PROMPT —
Lay out the lines below as a Markdown table with two columns, Row and Text, giving each row a number and the line it holds. Omit any blank lines.
--- EXCERPTED DATA ---
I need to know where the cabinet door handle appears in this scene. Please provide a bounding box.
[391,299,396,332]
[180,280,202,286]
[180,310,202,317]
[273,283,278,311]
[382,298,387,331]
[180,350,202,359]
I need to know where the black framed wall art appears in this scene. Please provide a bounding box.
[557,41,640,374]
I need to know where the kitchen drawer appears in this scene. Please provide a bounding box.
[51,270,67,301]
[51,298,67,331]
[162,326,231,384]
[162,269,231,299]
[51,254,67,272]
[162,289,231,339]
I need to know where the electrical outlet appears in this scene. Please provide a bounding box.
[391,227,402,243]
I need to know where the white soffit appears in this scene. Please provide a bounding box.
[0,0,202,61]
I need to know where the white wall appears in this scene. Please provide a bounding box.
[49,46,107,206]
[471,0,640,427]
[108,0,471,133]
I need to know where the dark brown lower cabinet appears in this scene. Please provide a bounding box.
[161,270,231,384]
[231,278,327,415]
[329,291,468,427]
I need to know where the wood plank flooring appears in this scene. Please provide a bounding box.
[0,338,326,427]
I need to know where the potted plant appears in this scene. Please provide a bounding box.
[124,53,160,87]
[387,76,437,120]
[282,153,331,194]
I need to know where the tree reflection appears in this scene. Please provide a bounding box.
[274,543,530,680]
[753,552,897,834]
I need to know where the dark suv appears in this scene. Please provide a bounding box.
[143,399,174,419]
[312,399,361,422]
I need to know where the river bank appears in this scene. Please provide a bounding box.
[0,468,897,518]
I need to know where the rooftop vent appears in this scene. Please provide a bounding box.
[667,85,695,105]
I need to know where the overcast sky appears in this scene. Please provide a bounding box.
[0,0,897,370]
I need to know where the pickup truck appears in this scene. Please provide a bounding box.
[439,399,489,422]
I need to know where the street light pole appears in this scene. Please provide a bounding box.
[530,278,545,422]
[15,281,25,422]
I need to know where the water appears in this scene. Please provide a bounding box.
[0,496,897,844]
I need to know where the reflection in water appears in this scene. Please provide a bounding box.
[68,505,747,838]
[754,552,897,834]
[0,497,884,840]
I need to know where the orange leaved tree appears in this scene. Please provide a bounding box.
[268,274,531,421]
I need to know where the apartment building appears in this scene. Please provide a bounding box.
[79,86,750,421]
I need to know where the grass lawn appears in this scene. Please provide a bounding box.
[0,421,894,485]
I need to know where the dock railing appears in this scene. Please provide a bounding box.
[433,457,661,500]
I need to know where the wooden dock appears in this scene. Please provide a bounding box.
---
PROBLEM SOLUTION —
| Row | Text |
|---|---|
| 1 | I need to know where the cabinet door handle appears in this scene. Please provide a bounding box. |
| 2 | [391,299,396,332] |
| 3 | [180,280,202,286] |
| 4 | [180,310,202,317] |
| 5 | [273,283,278,311] |
| 6 | [382,298,387,331] |
| 7 | [180,350,202,359] |
| 8 | I need to know where the black framed wall art appears in this scene. Please provide a bounding box. |
| 9 | [557,41,640,374] |
| 10 | I need to know where the kitchen drawer appears in this scene. Please provide a bounding box. |
| 11 | [51,270,67,301] |
| 12 | [51,298,67,331] |
| 13 | [162,326,231,384] |
| 14 | [162,269,231,299] |
| 15 | [51,254,67,272] |
| 16 | [162,289,231,339] |
| 17 | I need to know where the electrical outlet appears in this scene. Please provide a bounding box. |
| 18 | [391,227,402,243] |
| 19 | I need to know where the white soffit appears in this scene. Please provide a bounding box. |
| 20 | [0,0,202,61] |
| 21 | I need to know where the white wall appears in this scene. Please provide a bounding box. |
| 22 | [49,46,107,206] |
| 23 | [471,0,640,427] |
| 24 | [108,0,471,133] |
| 25 | I need to know where the dark brown lower cabinet appears in this scene. Please provide a bounding box. |
| 26 | [161,270,231,384] |
| 27 | [231,278,327,415] |
| 28 | [329,291,468,427] |
| 29 | I need to know where the wood plank flooring appears in this scene. Please provide a bounding box. |
| 30 | [0,338,326,427] |
| 31 | I need to know where the potted plant appears in this scene. Please provide a bounding box. |
| 32 | [124,53,160,87] |
| 33 | [387,76,437,120] |
| 34 | [282,153,331,194] |
| 35 | I need to know where the tree reflection appears in this scene. Please provide a bounding box. |
| 36 | [274,543,530,680] |
| 37 | [753,552,897,834] |
| 38 | I need to know where the dark suv appears in this scene. Please provide a bounding box. |
| 39 | [143,399,174,419] |
| 40 | [312,399,361,422] |
| 41 | I need to know where the river bank appears in this scene. Please provide a bounding box. |
| 42 | [0,468,897,518] |
| 43 | I need to know where the rooftop vent appears in this scene. Please provide a bounding box. |
| 44 | [667,85,695,105] |
| 45 | I need to know where the overcast sky appears in this scene. Please provide a bounding box. |
| 46 | [0,0,897,370] |
| 47 | I need to know where the pickup truck appears in this scene. Please provide a bounding box. |
| 48 | [439,399,489,422] |
| 49 | I need to know where the street light pole appears in this scene. Please provide a bounding box. |
| 50 | [530,278,545,422] |
| 51 | [15,281,25,422] |
| 52 | I need to know where the water appears in this scene. Please provide a bounding box. |
| 53 | [0,496,897,844] |
| 54 | I need to know where the reflection in water appears in this scene. Please provide a bounding box. |
| 55 | [68,505,747,838] |
| 56 | [754,552,897,834] |
| 57 | [0,497,884,840] |
| 58 | I need to know where the orange leaved tree appears in this scene. Please provide a bounding box. |
| 59 | [268,274,531,421] |
| 60 | I need to know where the apartment building appears in this scene. Please provide a bounding box. |
| 61 | [79,86,750,421] |
| 62 | I need to know where the grass lawn appears in this scene. Please provide a bounding box. |
| 63 | [0,421,894,485] |
| 64 | I need to know where the dock railing appears in this scene. Please provide a bounding box. |
| 65 | [433,457,661,500] |
| 66 | I need to know where the wooden dock appears in this scene. Please provide a bounding box. |